## Work instructions
**A.** In the column on the farmers' protest, from which countries' numbers did the voice-recorded calls supporting Khalistan come?
**B.** Extend the column on the farmers' protest beyond its final sentence.

A singularly odd thing happened on Friday at the Singhu border. The farmers protesting three new laws brought by the Narendra Modi government-produced before the media a masked man.
He claimed that he and a few accomplices were sent by an unknown outfit to pose as policemen. They were apparently tasked with beating up farmers with batons on Republic Day if they tried to proceed to the heart of Delhi. But it does not stop there.
The man said they were told to kill four farmers' leaders as well. The protesting farmers have handed them over to the Haryana Police.
A day later, he claimed he was accosted by some people who abducted him, stripped him, and beat him up with belts for telling the media what he did.
Meanwhile, many Indians including this columnist kept receiving voice-recorded calls supporting the creation of Khalistan from US and Canada numbers. These have been for a couple of months urging all to make the 26 January mobilisation as largescale and disruptive as possible.
This is despite the Supreme Court suspending the implementation of the laws, the government agreeing to discuss and work alternatives to all the demands, and even offering to put the legislation on hold for one-and-a-half years.
Are you wondering why the farmers are being so stubborn?
Because this is not just a farmer protest. Farmers are just cannon fodder in this political attempt to wage an insurrection against the popularly elected government.
The Left faces an existential threat in India. It faces another wipeout in Bengal and may do poorly in Kerala in elections due this year. Kerala is the only state where it has any chance of electorally get power in the foreseeable future.

## Point-per-instance localization data

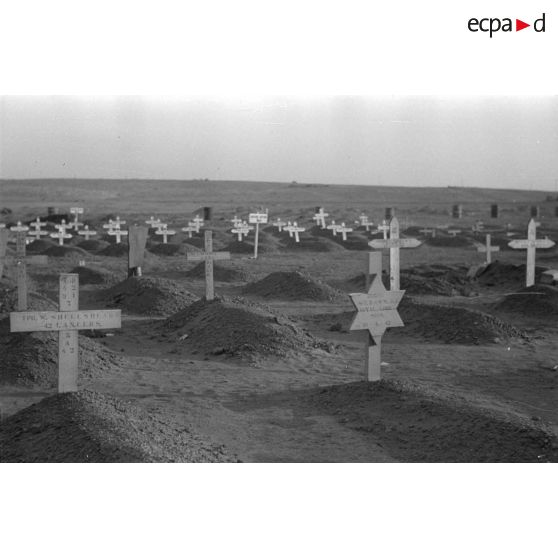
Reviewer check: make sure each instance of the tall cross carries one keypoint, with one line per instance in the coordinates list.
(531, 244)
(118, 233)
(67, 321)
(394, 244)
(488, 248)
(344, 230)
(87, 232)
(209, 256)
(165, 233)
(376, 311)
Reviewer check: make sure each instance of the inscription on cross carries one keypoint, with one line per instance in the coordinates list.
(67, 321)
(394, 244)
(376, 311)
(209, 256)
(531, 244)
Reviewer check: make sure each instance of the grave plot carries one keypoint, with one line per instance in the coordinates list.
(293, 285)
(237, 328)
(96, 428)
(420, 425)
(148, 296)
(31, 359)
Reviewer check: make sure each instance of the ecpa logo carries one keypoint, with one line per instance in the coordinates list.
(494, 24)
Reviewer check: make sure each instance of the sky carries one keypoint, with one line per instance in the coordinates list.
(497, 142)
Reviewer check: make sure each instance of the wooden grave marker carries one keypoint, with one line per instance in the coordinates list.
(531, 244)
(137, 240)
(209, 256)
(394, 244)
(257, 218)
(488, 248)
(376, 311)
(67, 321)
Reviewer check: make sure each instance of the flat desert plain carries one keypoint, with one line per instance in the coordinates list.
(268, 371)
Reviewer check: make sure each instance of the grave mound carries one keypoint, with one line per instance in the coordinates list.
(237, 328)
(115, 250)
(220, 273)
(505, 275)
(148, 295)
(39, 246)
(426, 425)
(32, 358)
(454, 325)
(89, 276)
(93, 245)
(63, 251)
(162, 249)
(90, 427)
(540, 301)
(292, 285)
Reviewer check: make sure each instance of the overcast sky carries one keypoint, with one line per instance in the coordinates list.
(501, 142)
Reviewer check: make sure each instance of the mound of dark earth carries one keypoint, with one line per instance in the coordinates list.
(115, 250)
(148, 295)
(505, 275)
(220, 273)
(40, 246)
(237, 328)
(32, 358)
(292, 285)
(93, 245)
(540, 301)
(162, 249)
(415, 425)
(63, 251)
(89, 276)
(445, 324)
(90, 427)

...

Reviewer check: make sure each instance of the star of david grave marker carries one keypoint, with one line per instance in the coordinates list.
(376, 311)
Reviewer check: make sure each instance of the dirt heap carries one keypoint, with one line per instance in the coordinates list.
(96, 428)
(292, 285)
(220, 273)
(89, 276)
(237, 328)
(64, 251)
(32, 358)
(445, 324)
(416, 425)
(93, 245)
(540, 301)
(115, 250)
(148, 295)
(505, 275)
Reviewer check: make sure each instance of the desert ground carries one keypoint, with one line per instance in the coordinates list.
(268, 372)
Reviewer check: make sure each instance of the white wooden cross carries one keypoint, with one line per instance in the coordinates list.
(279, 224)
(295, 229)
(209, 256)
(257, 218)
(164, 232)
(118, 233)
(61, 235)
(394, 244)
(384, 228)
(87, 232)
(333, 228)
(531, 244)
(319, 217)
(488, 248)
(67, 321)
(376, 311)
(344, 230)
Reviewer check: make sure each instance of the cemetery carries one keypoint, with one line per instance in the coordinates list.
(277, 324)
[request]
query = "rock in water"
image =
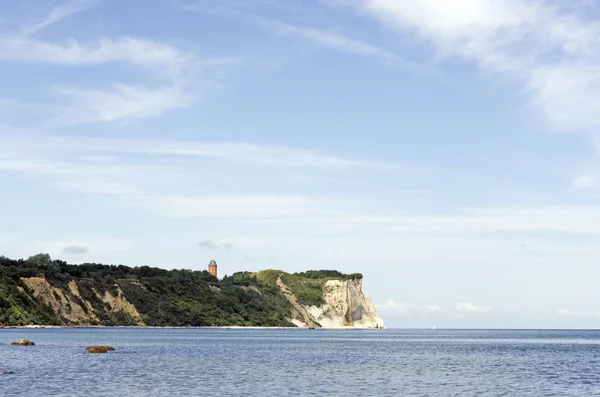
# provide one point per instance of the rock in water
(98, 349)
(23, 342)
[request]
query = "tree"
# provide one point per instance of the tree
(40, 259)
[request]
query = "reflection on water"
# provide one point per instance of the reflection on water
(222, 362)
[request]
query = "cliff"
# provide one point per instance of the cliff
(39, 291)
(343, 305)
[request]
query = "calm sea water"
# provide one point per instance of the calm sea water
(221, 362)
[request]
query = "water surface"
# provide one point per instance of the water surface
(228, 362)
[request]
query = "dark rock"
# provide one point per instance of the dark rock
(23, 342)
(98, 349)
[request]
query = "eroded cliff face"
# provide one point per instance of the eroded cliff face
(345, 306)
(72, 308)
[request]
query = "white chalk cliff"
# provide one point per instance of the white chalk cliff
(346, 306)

## Expected outputs
**A.** The United States and Canada.

**B.**
Emboldened by the farmers’ protest, the Left trade unions are also trying to stir themselves up to create trouble for the government.
But why is the Left getting so desperate to create trouble?
Where is it getting hundreds of crores to sustain the movement?
How is it aligning globally with small and shadowy forces like Khalistanis?
Who is funding the Khalistanis?
And most importantly, who is the master puppeteer that stands to gain the most if violent anarchy is let loose on India’s streets? In my previous column, I tried to analyse this string of pressing questions.
If violence happens on 26 January and people get killed in retaliatory police firing, it will hurt Modi. It will create a ground to provoke further flare-up, and he can then be branded as the man who ordered the killing of farmers. This is why these forces do not want any compromise.
If the farmers’ issue gets sorted and the BJP does well in the Assembly elections this year, Modi will get a massive boost to his political capital for the 2022 Uttar Pradesh Assembly Election and 2024 General Election to Lok Sabha.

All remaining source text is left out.